§ **Set problem**: Reproduce the items verbatim, beginning with the line that contains "target: green background" and continuing through the line that contains "160 118 L 148", both included.
######
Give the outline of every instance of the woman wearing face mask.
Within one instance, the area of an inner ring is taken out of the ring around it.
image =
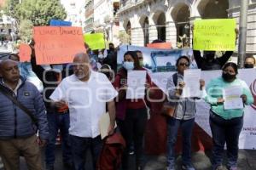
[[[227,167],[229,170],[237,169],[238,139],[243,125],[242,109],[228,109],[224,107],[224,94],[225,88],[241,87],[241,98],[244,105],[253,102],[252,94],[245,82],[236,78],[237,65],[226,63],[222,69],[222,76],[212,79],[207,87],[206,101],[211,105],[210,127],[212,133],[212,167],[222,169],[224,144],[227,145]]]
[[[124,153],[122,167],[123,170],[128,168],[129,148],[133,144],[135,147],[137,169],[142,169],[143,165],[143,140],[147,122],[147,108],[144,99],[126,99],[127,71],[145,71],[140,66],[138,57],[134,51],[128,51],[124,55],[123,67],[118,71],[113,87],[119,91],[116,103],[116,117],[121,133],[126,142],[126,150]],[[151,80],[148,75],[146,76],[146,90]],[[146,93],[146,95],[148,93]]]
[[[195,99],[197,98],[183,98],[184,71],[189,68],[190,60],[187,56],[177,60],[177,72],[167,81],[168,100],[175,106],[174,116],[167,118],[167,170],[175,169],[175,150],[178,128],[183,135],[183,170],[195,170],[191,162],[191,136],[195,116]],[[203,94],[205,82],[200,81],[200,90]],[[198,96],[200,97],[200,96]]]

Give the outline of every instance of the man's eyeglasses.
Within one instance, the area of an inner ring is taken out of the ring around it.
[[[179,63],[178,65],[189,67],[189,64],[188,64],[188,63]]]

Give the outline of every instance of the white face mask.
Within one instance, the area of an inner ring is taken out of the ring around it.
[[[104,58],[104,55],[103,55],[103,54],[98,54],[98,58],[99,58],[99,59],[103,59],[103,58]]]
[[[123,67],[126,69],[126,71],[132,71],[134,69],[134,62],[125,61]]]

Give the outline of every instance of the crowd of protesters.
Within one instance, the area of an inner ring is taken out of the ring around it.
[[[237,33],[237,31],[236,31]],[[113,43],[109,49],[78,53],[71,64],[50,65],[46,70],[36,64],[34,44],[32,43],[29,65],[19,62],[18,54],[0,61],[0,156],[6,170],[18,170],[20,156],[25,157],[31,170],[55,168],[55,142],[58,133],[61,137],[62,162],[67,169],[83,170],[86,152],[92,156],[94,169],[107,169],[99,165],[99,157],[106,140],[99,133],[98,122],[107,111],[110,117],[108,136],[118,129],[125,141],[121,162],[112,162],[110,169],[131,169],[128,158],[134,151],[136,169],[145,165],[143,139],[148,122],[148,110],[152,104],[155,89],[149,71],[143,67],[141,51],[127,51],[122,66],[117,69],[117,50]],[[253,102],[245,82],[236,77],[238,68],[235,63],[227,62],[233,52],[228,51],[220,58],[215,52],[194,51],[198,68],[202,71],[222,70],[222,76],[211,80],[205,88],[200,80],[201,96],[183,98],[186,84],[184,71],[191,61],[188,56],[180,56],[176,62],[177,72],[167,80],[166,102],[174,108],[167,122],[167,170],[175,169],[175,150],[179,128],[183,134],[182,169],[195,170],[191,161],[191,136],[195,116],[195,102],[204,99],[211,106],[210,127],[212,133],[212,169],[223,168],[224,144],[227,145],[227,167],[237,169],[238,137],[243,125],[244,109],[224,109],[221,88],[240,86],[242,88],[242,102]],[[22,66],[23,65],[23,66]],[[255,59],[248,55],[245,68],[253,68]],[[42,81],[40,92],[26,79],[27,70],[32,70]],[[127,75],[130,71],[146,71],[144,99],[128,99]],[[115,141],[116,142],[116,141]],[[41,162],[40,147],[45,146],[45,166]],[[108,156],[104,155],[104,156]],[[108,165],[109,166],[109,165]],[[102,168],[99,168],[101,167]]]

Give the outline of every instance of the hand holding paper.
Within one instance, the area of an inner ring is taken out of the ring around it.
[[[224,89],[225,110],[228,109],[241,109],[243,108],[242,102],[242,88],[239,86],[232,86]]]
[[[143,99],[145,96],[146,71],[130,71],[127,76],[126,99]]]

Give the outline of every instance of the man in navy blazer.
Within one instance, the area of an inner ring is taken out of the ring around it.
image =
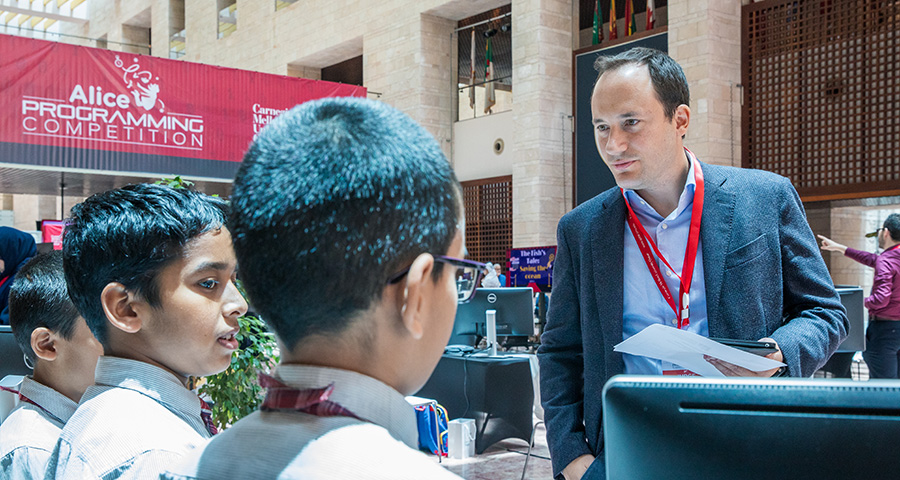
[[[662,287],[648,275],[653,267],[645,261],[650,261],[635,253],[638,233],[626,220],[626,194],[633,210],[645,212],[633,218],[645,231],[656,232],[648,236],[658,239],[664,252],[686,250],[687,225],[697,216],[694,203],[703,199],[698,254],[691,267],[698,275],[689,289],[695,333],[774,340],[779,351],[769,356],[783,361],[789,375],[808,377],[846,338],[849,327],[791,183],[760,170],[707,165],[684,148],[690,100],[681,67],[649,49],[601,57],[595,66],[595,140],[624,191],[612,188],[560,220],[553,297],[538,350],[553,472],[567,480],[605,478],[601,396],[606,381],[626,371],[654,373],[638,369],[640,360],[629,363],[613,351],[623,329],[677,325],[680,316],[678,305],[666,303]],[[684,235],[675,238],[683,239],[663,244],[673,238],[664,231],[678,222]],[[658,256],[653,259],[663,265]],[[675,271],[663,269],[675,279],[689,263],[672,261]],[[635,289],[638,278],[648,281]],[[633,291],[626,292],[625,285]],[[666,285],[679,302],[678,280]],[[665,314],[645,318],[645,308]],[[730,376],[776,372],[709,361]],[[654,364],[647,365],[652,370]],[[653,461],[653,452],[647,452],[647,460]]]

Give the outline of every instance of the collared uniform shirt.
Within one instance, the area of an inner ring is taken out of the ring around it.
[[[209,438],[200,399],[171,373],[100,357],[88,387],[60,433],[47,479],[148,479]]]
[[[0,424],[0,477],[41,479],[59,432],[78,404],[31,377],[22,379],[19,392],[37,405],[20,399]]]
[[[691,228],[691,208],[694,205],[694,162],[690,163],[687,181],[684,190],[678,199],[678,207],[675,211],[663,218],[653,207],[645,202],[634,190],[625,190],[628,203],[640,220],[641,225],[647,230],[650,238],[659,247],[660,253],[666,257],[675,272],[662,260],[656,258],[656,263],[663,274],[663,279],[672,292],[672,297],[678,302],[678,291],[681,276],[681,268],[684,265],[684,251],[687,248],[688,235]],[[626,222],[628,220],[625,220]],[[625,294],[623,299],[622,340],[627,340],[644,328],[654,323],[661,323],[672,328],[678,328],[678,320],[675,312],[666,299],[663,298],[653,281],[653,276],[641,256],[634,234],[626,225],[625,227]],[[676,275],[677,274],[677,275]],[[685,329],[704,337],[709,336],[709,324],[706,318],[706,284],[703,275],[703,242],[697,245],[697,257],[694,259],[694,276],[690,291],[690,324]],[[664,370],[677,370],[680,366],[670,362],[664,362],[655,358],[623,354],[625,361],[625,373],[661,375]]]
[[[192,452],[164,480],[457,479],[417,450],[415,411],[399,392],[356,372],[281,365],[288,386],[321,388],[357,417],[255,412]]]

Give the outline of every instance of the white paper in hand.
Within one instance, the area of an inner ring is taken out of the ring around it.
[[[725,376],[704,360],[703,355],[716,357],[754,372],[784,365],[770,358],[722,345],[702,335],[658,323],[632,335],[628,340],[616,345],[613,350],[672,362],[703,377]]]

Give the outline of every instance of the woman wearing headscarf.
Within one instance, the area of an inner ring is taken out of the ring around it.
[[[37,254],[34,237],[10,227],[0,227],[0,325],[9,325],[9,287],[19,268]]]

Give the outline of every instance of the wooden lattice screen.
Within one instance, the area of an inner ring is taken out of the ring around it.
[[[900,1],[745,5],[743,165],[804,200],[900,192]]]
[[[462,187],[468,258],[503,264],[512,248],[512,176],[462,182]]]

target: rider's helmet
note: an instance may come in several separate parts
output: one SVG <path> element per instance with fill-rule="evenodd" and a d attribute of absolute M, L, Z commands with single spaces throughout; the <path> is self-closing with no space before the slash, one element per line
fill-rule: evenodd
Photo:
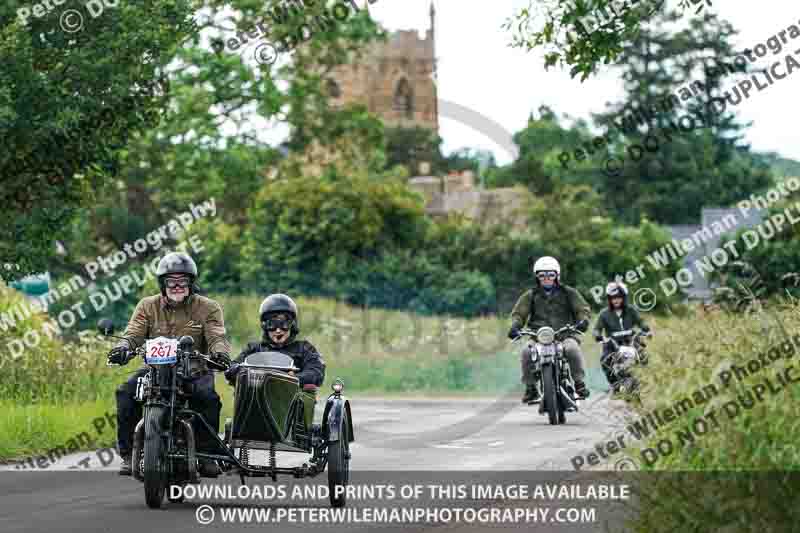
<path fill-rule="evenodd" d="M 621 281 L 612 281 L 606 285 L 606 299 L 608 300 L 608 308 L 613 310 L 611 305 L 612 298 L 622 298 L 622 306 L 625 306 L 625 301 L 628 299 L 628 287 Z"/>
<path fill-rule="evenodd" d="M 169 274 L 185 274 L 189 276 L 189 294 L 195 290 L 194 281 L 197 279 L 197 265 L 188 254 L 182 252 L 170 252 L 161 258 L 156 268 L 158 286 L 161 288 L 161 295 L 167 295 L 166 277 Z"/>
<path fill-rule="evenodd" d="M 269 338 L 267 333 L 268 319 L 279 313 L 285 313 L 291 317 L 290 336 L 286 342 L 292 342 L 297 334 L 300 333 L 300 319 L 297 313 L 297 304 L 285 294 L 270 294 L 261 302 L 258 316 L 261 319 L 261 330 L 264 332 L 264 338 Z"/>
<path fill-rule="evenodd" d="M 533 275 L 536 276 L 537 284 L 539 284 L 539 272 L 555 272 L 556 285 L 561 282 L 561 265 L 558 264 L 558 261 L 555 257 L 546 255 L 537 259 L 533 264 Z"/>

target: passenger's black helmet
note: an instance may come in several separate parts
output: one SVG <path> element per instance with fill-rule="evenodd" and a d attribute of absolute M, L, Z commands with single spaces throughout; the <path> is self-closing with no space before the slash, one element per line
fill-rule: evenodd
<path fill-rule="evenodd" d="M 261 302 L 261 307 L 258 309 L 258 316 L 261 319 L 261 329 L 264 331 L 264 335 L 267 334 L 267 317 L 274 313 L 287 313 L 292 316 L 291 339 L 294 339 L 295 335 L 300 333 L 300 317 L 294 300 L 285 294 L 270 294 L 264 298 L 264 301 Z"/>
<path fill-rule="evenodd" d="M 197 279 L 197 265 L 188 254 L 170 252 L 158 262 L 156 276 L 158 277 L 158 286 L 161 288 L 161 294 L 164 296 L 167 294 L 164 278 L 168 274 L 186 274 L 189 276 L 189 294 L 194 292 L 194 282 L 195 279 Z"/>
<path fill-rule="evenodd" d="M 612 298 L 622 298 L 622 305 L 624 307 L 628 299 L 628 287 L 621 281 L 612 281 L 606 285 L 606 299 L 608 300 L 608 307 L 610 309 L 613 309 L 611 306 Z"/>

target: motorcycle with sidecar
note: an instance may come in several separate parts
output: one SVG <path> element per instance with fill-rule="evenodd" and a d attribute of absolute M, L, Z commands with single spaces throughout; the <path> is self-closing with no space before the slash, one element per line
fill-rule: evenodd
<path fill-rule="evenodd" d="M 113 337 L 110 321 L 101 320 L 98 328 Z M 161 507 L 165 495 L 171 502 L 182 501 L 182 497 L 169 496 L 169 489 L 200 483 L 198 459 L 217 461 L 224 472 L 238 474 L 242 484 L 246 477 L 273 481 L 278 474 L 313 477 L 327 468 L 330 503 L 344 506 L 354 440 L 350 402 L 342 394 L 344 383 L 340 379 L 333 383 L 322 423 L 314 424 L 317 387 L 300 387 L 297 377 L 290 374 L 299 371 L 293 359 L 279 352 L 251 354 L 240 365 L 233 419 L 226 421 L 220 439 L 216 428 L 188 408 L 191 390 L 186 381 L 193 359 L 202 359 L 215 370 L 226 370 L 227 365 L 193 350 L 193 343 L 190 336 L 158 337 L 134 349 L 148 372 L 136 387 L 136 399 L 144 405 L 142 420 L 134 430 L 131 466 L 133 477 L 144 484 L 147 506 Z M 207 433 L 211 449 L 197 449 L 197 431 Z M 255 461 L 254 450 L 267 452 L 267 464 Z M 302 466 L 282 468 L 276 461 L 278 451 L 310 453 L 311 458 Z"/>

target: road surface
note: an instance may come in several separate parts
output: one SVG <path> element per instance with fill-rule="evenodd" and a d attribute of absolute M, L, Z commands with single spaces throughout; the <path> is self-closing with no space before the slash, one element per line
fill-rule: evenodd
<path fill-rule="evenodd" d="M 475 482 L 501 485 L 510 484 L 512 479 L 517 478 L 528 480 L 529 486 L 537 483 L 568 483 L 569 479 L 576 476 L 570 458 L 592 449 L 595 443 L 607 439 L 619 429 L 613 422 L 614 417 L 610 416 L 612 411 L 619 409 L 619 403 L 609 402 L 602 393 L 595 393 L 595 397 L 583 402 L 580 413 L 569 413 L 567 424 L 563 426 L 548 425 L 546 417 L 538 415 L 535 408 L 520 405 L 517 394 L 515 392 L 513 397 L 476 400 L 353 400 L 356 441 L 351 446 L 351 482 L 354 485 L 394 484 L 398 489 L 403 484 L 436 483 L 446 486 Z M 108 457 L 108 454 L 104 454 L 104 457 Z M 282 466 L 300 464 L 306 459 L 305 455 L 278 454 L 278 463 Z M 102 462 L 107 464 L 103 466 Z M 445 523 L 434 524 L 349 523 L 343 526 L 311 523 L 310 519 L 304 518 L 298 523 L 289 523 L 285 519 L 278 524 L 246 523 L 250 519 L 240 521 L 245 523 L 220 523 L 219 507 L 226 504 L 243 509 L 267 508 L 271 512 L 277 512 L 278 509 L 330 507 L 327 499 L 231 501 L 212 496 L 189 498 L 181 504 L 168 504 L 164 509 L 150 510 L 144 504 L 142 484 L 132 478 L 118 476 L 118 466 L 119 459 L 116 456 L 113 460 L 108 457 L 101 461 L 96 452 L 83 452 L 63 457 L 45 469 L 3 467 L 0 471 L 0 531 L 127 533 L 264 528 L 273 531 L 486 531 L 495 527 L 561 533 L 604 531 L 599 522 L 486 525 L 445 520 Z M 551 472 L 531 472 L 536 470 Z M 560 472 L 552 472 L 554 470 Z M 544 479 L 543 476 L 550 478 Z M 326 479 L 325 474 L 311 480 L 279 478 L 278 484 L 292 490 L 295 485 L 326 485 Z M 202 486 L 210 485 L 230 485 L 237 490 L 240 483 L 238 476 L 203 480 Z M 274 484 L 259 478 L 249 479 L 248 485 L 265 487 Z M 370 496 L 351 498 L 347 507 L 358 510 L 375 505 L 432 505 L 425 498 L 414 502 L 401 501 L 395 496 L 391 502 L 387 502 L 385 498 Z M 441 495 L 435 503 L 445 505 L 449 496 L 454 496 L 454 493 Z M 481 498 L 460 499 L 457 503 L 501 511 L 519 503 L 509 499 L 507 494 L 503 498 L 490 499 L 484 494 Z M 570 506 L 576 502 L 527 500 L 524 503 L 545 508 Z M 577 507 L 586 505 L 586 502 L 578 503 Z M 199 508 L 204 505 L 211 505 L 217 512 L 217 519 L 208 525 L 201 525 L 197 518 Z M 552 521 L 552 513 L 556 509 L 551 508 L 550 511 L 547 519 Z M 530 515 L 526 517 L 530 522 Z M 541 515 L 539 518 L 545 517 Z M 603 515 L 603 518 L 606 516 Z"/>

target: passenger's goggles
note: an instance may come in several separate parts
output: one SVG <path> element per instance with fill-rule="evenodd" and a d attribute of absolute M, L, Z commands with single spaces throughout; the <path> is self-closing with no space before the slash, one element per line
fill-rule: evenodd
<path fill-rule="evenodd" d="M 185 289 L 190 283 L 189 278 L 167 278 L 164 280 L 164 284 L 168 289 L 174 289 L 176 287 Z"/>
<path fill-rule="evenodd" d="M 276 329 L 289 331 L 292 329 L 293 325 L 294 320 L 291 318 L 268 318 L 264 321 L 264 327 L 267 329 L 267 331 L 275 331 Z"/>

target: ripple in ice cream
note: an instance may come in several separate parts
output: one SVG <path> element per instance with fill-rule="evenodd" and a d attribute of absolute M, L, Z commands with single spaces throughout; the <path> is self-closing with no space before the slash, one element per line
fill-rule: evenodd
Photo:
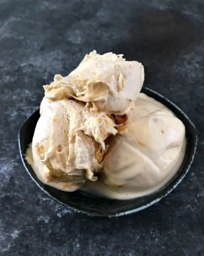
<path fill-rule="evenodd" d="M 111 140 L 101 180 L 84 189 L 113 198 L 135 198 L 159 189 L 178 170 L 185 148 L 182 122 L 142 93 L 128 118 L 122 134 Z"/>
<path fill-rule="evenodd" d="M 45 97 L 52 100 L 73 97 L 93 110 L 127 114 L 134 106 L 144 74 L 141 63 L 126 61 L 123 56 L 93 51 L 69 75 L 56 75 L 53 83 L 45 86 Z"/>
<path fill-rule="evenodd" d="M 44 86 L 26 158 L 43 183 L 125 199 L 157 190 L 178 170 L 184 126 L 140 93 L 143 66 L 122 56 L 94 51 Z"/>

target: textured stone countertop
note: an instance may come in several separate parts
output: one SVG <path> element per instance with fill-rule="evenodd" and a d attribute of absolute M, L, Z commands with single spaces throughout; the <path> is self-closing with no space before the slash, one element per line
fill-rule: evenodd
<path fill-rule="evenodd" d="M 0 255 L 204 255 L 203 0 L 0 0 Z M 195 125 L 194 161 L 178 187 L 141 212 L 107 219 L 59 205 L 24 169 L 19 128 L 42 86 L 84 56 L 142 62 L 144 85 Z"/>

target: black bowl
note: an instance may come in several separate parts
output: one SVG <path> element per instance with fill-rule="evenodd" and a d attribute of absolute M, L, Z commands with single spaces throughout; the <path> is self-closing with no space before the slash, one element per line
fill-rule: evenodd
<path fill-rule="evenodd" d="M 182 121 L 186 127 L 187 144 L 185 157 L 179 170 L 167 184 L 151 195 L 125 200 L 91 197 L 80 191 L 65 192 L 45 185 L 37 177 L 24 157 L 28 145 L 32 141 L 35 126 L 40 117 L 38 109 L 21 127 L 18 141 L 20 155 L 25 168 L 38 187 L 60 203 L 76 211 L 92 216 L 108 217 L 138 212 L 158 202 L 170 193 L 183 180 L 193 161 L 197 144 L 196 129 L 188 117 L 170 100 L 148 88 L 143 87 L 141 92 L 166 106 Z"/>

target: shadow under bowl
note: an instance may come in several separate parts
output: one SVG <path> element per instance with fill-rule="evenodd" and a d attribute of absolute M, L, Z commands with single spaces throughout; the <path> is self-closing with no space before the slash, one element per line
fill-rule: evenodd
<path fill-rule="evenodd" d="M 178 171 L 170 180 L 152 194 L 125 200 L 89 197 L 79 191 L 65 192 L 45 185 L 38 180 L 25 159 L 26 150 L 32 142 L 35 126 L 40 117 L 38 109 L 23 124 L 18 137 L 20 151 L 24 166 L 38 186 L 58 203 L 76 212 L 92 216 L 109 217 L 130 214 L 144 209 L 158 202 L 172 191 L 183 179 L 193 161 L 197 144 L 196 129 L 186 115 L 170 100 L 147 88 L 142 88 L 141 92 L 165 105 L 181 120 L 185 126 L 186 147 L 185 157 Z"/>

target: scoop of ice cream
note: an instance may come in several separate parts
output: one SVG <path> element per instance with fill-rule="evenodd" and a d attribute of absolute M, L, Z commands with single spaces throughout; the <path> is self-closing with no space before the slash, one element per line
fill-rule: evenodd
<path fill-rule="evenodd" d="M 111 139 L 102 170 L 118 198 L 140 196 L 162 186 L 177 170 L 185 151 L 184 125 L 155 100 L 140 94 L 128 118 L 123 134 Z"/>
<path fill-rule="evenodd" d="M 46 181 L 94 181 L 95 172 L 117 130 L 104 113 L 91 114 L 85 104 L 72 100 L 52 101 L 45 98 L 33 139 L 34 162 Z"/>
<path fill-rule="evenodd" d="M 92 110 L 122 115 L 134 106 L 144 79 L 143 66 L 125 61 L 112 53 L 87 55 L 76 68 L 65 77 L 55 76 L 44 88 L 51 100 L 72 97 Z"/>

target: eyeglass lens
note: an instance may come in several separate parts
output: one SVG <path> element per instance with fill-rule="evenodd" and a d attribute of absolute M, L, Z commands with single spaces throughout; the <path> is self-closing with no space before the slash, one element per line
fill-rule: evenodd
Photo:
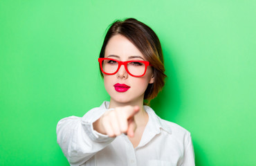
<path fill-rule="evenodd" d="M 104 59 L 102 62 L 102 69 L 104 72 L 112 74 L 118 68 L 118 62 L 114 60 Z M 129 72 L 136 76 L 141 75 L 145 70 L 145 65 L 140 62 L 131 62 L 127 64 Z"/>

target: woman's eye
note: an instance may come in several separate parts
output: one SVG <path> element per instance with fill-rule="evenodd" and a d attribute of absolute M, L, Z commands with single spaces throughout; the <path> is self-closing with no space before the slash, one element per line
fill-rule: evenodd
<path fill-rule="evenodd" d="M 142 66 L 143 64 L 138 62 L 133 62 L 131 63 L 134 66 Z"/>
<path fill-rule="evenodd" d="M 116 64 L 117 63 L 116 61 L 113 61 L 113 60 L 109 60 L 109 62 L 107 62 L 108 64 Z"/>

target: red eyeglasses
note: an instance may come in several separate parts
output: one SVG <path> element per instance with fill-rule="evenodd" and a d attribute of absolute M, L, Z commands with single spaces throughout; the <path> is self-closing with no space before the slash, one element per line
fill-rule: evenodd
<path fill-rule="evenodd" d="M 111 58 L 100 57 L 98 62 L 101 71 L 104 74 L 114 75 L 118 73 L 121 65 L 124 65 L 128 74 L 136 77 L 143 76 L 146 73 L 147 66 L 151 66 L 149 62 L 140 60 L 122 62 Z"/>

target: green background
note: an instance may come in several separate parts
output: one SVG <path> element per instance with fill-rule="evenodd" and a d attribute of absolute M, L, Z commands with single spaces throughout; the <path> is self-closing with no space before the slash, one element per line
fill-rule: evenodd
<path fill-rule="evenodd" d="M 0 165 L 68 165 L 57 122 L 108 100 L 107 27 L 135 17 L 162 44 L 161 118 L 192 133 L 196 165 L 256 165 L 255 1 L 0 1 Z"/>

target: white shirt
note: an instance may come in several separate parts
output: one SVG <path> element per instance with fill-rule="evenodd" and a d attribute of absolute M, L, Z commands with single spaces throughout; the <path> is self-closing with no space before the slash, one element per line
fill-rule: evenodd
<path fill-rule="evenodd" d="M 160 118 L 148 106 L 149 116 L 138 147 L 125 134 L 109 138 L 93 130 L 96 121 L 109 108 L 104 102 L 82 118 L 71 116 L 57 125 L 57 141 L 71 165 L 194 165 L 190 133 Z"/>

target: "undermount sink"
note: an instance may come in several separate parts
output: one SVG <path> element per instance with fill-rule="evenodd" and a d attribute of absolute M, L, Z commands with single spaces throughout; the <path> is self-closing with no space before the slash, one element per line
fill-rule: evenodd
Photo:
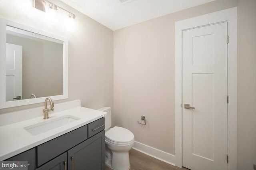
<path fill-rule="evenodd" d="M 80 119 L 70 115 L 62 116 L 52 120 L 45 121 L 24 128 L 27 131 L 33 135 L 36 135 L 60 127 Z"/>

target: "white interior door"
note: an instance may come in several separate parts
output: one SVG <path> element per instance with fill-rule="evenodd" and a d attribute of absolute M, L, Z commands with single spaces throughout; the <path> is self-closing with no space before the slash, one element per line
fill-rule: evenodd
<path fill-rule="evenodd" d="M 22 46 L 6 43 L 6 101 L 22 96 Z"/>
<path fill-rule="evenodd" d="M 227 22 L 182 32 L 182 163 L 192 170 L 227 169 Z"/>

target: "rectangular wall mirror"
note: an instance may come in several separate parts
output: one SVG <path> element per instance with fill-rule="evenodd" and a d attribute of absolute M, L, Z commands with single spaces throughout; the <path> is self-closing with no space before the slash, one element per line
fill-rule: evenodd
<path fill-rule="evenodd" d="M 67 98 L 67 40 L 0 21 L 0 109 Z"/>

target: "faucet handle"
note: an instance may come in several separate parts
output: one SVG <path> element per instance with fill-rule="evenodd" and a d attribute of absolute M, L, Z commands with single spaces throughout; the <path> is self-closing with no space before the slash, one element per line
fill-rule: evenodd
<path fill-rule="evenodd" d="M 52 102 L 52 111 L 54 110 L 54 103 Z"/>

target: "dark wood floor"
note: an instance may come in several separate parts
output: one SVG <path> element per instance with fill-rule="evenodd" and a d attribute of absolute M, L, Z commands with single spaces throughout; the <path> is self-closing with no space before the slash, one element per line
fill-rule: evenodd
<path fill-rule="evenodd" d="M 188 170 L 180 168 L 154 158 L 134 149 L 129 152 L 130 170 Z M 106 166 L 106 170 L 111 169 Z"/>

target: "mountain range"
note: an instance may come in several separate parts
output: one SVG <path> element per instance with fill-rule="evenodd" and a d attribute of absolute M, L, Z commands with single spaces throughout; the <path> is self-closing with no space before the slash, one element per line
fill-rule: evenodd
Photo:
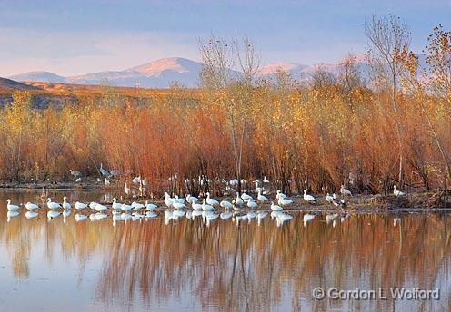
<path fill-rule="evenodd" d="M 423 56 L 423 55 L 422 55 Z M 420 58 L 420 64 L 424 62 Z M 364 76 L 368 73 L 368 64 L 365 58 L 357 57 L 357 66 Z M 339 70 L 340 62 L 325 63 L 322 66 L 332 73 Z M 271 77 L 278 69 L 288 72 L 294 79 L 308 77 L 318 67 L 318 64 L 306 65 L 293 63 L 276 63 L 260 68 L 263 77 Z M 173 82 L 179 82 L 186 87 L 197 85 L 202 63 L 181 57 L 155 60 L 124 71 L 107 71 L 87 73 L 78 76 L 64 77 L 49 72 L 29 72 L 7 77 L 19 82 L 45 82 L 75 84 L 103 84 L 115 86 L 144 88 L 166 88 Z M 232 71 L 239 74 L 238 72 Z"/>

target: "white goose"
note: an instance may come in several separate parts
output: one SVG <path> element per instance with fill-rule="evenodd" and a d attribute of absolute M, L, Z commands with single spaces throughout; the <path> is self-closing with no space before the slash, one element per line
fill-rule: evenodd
######
§ **Response to this task**:
target: green background
note: an instance may come in several separate parts
output: one SVG <path> element per instance with fill-rule="evenodd" and a d attribute of absolute M, L, Z commands with single spaces throughout; the <path> is self-closing with no space before the slash, one element per line
fill-rule: evenodd
<path fill-rule="evenodd" d="M 0 165 L 68 165 L 57 122 L 108 100 L 107 27 L 135 17 L 162 44 L 161 118 L 192 133 L 196 165 L 256 165 L 255 1 L 0 1 Z"/>

target: white shirt
note: an instance may come in several separate parts
output: one SVG <path> element per instance with fill-rule="evenodd" and a d attribute of absolute M, L, Z commands with single spaces throughout; the <path> is self-closing with no space before the slash, one element per line
fill-rule: evenodd
<path fill-rule="evenodd" d="M 160 118 L 148 106 L 149 116 L 138 147 L 125 134 L 109 138 L 93 130 L 96 121 L 109 108 L 104 102 L 82 118 L 71 116 L 57 125 L 57 141 L 71 165 L 194 165 L 190 133 Z"/>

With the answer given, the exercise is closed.